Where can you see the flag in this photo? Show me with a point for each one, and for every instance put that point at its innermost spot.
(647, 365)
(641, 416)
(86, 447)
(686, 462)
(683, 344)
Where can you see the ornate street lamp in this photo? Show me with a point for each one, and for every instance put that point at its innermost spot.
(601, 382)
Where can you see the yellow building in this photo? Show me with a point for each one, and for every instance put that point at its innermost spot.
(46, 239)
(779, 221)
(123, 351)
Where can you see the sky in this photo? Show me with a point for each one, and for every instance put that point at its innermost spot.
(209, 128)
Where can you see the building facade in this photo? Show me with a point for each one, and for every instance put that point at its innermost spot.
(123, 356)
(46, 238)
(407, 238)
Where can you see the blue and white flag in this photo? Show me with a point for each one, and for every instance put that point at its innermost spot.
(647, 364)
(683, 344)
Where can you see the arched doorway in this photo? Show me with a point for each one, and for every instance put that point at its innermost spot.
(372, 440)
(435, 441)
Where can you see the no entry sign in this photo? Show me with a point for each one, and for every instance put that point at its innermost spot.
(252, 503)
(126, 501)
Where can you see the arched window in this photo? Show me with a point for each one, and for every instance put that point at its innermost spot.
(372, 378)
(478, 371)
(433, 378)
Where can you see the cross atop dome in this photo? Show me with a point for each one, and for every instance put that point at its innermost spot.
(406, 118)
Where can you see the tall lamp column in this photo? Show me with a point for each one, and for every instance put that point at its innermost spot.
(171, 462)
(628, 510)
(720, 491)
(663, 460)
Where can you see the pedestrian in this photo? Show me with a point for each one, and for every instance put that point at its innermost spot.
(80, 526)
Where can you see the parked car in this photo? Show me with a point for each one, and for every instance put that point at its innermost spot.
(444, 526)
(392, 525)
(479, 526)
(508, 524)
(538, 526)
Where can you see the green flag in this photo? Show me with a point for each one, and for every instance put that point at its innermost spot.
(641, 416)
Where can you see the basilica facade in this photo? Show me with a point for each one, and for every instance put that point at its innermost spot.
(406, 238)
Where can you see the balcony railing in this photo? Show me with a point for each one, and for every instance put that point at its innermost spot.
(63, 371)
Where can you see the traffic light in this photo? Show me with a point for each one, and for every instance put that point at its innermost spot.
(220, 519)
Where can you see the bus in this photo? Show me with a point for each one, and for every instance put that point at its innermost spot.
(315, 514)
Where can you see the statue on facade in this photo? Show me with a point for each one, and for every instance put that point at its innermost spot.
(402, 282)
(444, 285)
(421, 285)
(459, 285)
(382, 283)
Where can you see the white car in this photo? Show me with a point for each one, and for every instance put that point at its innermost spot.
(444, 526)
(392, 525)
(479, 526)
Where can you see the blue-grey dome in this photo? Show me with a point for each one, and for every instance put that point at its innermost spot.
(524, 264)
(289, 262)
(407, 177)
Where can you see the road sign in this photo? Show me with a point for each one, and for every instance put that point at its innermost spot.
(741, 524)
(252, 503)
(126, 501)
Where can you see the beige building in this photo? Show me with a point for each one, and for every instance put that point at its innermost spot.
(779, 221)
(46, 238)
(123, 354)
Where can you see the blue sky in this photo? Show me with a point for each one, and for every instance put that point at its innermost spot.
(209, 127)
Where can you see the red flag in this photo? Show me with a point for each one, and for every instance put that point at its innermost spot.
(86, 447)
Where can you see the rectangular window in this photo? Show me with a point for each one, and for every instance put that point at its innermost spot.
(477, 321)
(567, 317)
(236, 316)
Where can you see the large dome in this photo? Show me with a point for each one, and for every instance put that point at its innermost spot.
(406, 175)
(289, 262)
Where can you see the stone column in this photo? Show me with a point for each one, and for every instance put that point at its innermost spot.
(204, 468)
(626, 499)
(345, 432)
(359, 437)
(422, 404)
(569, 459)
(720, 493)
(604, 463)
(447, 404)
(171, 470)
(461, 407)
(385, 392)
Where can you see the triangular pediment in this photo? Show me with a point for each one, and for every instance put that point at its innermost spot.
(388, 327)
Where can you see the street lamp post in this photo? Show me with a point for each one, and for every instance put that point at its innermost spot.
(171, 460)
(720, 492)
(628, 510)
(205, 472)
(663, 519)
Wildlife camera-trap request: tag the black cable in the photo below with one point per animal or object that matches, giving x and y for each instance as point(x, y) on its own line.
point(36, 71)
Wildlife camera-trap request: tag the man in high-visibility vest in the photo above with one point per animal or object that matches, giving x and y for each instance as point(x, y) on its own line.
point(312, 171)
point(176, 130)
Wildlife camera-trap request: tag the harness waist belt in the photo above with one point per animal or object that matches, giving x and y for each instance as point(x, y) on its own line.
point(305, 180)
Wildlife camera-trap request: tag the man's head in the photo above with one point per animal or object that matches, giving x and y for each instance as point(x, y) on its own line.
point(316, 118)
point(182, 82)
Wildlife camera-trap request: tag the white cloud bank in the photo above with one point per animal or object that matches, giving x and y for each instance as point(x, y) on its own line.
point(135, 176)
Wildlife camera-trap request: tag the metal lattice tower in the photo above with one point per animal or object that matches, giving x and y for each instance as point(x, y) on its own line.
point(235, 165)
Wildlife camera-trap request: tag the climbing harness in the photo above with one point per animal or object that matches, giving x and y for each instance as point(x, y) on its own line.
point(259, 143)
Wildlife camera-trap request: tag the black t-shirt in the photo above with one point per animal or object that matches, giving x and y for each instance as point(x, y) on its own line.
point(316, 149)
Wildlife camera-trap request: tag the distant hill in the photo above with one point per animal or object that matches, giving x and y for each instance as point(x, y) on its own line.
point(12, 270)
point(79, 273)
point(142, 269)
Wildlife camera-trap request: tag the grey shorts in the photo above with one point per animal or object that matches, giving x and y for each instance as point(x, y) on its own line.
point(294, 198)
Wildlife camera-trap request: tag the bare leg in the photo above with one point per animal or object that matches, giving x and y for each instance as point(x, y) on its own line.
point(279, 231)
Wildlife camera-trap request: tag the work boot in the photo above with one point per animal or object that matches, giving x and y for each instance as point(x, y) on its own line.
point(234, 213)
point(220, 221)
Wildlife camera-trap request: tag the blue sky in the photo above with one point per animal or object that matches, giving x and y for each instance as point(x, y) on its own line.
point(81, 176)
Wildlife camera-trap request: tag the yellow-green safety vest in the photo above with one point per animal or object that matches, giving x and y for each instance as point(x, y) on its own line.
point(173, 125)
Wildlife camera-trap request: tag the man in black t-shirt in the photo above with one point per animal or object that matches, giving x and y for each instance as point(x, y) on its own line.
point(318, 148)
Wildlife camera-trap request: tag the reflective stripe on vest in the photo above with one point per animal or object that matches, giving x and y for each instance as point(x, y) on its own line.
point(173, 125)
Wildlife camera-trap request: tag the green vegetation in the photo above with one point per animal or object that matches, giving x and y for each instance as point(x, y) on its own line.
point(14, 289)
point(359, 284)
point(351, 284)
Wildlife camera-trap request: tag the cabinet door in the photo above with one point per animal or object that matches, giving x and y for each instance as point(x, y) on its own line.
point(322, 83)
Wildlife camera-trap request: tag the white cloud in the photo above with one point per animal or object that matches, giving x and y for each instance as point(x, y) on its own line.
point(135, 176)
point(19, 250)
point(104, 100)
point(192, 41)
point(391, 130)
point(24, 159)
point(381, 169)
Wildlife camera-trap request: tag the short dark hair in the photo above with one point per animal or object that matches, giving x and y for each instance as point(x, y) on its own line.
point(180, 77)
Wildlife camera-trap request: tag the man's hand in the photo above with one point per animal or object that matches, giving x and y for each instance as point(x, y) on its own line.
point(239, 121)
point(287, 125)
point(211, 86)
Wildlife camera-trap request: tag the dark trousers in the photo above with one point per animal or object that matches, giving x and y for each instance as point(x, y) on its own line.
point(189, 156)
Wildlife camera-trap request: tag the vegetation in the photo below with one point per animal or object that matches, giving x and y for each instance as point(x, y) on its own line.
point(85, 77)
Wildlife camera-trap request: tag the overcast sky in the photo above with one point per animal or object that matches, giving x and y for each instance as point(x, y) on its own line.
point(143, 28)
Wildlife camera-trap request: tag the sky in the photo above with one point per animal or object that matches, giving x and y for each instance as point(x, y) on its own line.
......
Dans les données, remplacez « tag » par « mark » en recopiant les lignes depuis celle qui contient « Wildlife camera-trap request: tag the man in black » jusqu'à celle qui contient « point(189, 156) » incluse. Ne changez rien d'autre, s'il vous plaît.

Wildlife camera-trap request: mark the man in black t-shirt in the photo above with one point per animal or object that matches, giving x and y for each instance as point(x, y) on its own line.
point(318, 148)
Wildlife camera-trap request: mark the reflective stripe on vest in the photo above with one point per animal or object that matches, giving x and y for each instance as point(x, y) on its own line.
point(173, 125)
Wildlife camera-trap request: mark the green vegetation in the photo above with one point per animal or object that matches, giving x and y for each instance as point(x, y) on its own line.
point(14, 289)
point(359, 284)
point(351, 284)
Wildlife camera-trap request: mark the cabinet door in the photo above with one point per animal or object that matches, giving x and y for each instance as point(x, y) on its own line.
point(322, 83)
Wildlife camera-trap request: mark the white cloud in the photo above with one point per animal or object that matches, giving x and y for each instance as point(x, y) on its own line.
point(135, 176)
point(19, 250)
point(104, 100)
point(192, 41)
point(391, 130)
point(24, 159)
point(381, 169)
Wildlife camera-trap request: mark the short dark hair in the photo above with one point per animal or object that matches, giving x and y for each instance as point(x, y) on its own line.
point(180, 77)
Wildlife camera-trap request: mark the man's hand in the photo above with one point per animal or object that matches, giving x and y for each instance as point(x, y) on its own line.
point(239, 121)
point(287, 125)
point(211, 86)
Wildlife camera-trap request: mark the dark trousers in the photo above with one point per animal or object that matches, giving x and y for each instance as point(x, y) on its own line.
point(189, 156)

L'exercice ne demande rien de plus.